Provided passage
"""
Life is magic. You are here this minute and gone the next. This is a line a character in Ekti Tarar Khonje says...

Ekti Tara KhonjeProducers: Aniruddha Roychoudhury,Indrani Mukherjee and Jeet Banerjee
Direction and Cinematography: Avik Mukherjee

Life is magic. You are here this minute and gone the next. This is a line a character in Ekti Tarar Khonje says. This is a pithy one-liner that defines the film. It is about the journey of Abhishek (Shayan Munshi),a shy and introvert young man from small town in search of fame,glamour and money in the big bad city of Kolkata. He wants to become an actor.
The journey gets skewed when he realises he has the rare gift of foreseeing the deaths of people. As he steps in front of the camera playing the negative second lead in a crime thriller,his screen role and his real life get strangely entwined and he finds himself sucked into a dangerous world he cannot get out of. A don who heads an agency for drug-running,contract killing,etc. with a signature modus-operandi for murder,takes a fancy to Abhishek when he has a premonition of the dons death and saves him from an accident.
"""
What is being asked
Please answer these questions from the film review:
1. Who handled direction and cinematography?
2. What does Abhishek want to become?
3. What role does he play in the crime thriller?
The items after this review come from a separate source.

Records shown
"""
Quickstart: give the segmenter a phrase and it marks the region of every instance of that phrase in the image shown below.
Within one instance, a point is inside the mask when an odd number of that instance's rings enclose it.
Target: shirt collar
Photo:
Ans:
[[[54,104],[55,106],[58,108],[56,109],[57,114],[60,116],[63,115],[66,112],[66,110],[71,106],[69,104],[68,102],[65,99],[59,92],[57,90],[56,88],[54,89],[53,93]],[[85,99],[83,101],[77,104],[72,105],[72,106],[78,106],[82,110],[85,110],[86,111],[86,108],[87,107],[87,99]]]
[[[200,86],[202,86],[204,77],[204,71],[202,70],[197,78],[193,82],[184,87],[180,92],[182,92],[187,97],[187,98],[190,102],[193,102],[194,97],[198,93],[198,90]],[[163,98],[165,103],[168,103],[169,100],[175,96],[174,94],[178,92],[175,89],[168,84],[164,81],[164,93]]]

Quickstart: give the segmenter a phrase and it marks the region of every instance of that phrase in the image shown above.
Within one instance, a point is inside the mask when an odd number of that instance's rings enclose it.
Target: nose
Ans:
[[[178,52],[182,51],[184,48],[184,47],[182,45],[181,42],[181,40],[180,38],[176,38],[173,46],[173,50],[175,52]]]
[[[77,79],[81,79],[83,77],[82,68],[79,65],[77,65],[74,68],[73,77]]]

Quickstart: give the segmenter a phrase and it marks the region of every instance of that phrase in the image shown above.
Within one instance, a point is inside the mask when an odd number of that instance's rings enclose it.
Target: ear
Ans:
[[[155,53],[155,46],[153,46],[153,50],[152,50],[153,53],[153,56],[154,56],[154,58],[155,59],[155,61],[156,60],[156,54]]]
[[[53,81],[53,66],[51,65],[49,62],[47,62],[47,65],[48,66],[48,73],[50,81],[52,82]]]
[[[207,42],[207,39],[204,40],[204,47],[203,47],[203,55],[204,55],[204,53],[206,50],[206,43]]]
"""
The reply
1. Avik Mukherjee
2. An actor
3. The negative second lead